TEKS BACAAN.
Ilustrasi.
JAKARTA, DDTCNews – Menteri Keuangan Sri Mulyani Indrawati menyebutkan beberapa tujuan dibangunnya coretax administration system oleh Ditjen Pajak (DJP). Topik ini menjadi salah satu bahasan media nasional pada hari ini, Jumat (2/8/2024).
Sri Mulyani menjelaskan coretax administration system merupakan bagian dari reformasi sistem teknologi informasi serta manajemen data dan proses bisnis berdasarkan pada Peraturan Presiden (Perpres) No. 40/2018
“Transformasi Direktorat Jenderal Pajak dengan menggunakan digital teknologi dan manajemen data ini melengkapi reformasi organisasi, SDM, proses bisnis dan peraturan,” katanya.
Sri Mulyani menuturkan transformasi tersebut merupakan keniscayaan, kebutuhan, dan keharusan untuk meningkatkan rasio penerimaan pajak dan peningkatan kepatuhan sukarela. Pajak mendukung dan menopang pembangunan berkelanjutan.
Terdapat beberapa tujuan pembangunan coretax. Pertama, melakukan automasi dan digitalisasi layanan administrasi perpajakan. Layanan itu mulai dari pendaftaran, ekstensifikasi, pembayaran, pelaporan, layanan wajib pajak, data pihak ketiga, serta pertukaran informasi.
Kedua, meningkatkan data analytics. Hal ini terkait dengan kepatuhan wajib pajak berbasis risiko, business intelligence, serta pengelolaan akun wajib pajak. Akun ini terdiri atas 3 modul, yaitu revenue accounting system, taxpayer profile, serta potential revenue monitoring.
Ketiga, menciptakan transparansi akun wajib pajak. Dengan adanya CTAS, ada kemampuan untuk melihat seluruh transaksi. Hal ini dinilai akan mempermudah urusan pemenuhan hak dan kewajiban perpajakan.

PERINTAH SOAL.
Teruskan teks tentang tujuan pembangunan coretax di atas, mulai setelah kalimat terakhir yang tertera.

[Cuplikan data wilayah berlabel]
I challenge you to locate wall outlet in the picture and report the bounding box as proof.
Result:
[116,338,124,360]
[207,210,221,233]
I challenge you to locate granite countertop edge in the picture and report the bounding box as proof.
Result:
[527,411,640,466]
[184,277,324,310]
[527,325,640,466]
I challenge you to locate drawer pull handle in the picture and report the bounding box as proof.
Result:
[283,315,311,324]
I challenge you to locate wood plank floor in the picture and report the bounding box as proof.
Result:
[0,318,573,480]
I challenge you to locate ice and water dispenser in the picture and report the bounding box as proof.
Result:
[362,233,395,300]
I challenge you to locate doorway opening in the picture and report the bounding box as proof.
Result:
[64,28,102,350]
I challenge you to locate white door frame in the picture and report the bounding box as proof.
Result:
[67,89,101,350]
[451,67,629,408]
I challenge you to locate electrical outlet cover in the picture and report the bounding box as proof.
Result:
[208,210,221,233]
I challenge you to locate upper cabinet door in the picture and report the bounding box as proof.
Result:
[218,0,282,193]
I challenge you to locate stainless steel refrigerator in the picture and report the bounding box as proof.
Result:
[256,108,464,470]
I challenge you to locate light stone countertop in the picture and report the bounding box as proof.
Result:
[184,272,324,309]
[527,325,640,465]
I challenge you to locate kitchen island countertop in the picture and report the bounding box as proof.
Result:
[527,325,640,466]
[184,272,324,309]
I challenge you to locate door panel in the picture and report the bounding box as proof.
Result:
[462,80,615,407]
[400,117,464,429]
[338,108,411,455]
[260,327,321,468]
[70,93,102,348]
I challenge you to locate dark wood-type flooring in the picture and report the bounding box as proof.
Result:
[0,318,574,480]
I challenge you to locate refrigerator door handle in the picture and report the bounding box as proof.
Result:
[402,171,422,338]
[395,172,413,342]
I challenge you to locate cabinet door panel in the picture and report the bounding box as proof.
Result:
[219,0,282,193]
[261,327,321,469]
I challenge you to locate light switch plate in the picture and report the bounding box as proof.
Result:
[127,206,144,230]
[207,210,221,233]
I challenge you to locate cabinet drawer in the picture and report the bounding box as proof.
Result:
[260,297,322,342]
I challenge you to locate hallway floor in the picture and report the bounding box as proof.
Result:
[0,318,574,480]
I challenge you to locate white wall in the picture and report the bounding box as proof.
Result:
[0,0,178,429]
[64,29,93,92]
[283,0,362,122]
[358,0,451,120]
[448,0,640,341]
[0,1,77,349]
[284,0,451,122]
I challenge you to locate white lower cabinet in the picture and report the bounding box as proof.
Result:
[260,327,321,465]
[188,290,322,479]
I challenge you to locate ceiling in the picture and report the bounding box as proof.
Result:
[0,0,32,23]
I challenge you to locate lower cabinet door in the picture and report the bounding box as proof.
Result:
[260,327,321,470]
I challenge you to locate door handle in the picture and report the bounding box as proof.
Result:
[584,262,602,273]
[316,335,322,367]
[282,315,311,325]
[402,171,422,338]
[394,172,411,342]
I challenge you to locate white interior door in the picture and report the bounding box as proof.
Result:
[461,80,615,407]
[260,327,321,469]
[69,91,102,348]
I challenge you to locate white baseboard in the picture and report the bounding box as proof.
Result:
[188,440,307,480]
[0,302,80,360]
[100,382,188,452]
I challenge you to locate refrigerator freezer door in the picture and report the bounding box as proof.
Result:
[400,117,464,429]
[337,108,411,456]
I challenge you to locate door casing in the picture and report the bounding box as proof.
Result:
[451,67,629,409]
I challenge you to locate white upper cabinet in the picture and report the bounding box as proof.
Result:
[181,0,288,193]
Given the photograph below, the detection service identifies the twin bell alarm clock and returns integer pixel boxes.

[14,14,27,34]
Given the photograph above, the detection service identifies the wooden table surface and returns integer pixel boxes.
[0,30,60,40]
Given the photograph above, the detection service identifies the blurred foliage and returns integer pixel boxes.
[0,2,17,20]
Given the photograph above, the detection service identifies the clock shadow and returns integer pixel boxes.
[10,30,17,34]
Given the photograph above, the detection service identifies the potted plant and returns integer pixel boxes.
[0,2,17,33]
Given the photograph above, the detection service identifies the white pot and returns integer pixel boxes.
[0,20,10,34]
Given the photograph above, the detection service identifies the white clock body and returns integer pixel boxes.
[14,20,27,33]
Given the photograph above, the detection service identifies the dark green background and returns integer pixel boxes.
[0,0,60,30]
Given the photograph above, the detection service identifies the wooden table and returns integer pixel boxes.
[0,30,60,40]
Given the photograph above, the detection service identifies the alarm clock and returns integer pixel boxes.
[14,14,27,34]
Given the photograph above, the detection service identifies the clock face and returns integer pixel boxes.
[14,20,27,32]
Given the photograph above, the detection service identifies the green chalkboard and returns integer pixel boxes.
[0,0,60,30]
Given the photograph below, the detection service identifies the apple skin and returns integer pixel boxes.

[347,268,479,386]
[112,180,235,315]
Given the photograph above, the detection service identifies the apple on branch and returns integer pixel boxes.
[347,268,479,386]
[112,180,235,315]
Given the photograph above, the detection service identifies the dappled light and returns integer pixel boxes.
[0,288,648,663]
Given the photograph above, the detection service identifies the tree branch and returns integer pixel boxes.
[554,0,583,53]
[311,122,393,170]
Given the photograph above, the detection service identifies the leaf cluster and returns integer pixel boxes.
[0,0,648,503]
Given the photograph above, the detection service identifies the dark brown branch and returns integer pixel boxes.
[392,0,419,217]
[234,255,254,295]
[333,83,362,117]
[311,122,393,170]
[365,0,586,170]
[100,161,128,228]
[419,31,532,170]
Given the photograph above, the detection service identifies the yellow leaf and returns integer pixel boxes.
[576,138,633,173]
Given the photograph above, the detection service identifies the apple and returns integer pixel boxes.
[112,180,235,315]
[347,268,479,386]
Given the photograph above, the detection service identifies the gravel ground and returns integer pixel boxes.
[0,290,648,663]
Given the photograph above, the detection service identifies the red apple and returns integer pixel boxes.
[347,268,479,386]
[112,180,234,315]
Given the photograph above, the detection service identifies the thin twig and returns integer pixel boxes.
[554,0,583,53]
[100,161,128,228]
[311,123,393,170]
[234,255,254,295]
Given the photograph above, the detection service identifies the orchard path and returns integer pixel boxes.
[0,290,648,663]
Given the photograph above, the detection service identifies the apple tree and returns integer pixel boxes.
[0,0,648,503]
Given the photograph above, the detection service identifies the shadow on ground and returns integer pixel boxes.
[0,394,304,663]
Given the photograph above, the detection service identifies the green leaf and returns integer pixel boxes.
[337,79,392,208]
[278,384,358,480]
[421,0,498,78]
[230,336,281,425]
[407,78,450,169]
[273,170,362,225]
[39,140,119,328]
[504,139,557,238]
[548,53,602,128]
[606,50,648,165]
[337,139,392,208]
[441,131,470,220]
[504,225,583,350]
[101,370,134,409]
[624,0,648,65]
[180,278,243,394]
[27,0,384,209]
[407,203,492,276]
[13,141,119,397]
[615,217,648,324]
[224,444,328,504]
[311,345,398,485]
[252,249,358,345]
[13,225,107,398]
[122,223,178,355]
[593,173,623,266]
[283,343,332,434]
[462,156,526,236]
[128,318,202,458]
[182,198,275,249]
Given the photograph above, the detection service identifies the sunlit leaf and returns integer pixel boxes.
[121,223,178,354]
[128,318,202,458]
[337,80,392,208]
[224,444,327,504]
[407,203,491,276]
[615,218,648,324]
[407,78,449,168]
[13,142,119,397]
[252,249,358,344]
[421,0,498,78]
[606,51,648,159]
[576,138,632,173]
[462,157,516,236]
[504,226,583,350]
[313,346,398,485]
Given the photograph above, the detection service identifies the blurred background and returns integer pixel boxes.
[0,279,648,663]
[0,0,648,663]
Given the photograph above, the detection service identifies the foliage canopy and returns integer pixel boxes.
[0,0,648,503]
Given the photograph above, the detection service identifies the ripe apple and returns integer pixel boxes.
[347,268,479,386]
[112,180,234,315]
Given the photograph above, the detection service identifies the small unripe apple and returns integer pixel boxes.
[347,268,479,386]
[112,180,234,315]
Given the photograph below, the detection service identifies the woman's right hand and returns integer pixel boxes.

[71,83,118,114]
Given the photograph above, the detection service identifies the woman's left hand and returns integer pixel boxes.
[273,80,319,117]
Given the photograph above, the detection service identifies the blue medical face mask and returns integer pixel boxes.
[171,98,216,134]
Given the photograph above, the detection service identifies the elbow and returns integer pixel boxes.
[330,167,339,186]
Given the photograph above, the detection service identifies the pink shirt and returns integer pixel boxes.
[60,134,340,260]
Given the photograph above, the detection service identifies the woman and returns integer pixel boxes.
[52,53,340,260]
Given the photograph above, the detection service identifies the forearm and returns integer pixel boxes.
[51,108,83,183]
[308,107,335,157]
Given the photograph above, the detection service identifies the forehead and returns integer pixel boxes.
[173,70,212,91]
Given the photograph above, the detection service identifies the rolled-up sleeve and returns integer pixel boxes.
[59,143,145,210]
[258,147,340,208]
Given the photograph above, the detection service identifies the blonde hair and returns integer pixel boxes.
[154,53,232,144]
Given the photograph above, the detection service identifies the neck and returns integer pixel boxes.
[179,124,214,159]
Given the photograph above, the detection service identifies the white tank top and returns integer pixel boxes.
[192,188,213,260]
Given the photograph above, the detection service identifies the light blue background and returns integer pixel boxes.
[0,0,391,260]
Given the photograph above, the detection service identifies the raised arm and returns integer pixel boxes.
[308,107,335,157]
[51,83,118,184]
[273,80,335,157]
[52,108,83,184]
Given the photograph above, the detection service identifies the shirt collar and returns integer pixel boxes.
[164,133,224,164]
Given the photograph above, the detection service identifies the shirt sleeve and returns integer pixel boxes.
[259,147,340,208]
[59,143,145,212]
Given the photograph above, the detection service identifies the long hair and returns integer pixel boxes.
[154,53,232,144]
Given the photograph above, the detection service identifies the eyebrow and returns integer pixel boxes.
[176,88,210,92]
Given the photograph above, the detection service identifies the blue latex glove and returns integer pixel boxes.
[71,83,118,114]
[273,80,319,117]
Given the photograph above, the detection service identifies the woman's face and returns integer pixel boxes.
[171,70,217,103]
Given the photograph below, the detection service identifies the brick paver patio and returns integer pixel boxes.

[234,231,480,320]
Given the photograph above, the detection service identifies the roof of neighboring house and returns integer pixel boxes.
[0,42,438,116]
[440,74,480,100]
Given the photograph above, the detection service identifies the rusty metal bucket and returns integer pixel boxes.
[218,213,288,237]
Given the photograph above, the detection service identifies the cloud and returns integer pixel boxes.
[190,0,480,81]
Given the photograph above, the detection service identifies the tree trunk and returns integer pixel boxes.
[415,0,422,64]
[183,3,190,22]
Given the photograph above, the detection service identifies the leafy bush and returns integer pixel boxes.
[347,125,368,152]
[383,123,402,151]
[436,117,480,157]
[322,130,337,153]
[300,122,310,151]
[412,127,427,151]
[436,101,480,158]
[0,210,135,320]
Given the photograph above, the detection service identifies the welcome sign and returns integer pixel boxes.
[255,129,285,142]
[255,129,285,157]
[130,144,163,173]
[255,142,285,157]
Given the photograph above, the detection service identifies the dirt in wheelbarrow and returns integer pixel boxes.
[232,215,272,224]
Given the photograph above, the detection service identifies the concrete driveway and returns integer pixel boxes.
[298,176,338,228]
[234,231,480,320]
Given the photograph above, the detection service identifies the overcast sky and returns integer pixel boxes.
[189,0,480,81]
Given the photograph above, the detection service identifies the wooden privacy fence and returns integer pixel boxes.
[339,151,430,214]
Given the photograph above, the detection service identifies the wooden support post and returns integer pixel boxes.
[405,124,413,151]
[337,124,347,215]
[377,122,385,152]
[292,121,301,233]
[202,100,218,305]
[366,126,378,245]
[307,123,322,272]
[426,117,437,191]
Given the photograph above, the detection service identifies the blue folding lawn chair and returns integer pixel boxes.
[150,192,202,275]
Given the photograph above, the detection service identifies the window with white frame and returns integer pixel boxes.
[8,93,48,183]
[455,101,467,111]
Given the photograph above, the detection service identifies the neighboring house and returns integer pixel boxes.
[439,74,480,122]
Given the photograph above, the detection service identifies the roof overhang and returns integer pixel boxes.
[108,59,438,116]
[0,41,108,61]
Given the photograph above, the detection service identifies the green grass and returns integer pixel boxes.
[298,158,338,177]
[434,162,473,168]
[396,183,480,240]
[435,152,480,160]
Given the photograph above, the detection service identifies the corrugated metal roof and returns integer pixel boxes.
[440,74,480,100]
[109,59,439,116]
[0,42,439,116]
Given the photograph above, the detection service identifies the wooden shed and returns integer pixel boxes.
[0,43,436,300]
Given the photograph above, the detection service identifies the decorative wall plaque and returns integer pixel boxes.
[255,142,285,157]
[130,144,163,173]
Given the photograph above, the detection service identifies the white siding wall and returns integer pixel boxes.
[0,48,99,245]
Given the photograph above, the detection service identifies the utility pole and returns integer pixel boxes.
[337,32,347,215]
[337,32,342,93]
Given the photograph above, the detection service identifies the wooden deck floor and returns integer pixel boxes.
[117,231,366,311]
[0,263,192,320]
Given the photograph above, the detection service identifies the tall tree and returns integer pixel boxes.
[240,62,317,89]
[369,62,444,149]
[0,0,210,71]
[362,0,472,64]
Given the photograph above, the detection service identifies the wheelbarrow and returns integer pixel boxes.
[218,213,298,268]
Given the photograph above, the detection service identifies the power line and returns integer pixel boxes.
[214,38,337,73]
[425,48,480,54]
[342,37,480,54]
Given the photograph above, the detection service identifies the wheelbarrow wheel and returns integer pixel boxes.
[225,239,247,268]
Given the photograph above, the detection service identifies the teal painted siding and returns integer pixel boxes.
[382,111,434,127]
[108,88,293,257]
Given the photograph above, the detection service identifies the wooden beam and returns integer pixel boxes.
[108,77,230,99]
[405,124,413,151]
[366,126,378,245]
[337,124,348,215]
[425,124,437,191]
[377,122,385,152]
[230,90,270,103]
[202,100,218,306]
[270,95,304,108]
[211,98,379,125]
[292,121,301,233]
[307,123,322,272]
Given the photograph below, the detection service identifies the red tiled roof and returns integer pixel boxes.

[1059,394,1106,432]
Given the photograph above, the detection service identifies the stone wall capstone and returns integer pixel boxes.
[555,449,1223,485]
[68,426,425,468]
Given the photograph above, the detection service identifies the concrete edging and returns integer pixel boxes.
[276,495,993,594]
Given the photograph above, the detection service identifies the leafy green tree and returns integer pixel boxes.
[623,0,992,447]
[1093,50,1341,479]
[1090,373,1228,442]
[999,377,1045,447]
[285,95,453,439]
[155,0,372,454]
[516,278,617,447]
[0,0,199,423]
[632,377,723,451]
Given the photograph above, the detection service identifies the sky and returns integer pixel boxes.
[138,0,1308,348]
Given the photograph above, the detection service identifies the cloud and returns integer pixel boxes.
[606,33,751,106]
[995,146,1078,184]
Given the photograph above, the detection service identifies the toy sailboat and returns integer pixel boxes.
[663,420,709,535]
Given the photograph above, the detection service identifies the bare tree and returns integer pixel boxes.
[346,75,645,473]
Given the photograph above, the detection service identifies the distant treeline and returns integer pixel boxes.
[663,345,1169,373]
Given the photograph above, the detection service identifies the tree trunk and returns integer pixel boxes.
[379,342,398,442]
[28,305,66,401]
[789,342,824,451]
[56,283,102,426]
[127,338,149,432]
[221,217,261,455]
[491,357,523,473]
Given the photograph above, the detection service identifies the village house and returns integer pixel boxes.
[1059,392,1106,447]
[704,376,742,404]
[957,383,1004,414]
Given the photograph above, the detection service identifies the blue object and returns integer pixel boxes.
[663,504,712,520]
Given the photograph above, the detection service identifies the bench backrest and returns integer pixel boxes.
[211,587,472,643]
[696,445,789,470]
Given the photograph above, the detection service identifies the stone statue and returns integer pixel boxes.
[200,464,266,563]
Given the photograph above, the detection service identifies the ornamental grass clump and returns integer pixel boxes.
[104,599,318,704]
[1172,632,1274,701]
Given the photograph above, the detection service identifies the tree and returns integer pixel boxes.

JAWABAN YANG DIHARAPKAN.
Keempat, memperbaiki layanan perpajakan menjadi lebih cepat serta dapat diakses dari berbagai saluran. Layanan perpajakan dapat dipantau secara real time oleh wajib pajak. Kelima, menciptakan pengawasan dan penegakan hukum yang lebih berkeadilan bagi wajib pajak.
Keenam, menyediakan data yang lebih kredibel (valid dan terintegrasi) serta memperluas jaringan integrasi data pihak ketiga. Ketujuh, menciptakan knowledge management for better decision serta menjadikan DJP sebagai data and knowledge driven organization.
Kedelapan, membuat laporan keuangan DJP yang prudent dan accountable dengan adanya revenue accounting system. Saat ini, DJP menangani 70 juta wajib pajak dengan volume e-faktur mencapai 776 juta, SSP sebanyak 74 juta, dan SPT sebanyak 31 juta.
Selain coretax, ada pula ulasan lainnya terkait dengan perpajakan di antaranya mengenai proyeksi World Bank terhadap penerimaan pajak karbon di Indonesia. Ada pula ulasan mengenai modifikasi Persetujuan Penghindaran Pajak Berganda dan web e-faktur.
Menteri Keuangan Sri Mulyani Indrawati memperkirakan implementasi pembaruan sistem inti administrasi perpajakan atau coretax administration system akan meningkatkan rasio perpajakan (tax ratio) sebesar 1,5% dari PDB.
Sri Mulyani menambahkan pemerintah juga akan tetap melakukan perbaikan dari sisi regulasi dan kebijakan dalam rangka meningkatkan kinerja tax ratio secara lebih lanjut.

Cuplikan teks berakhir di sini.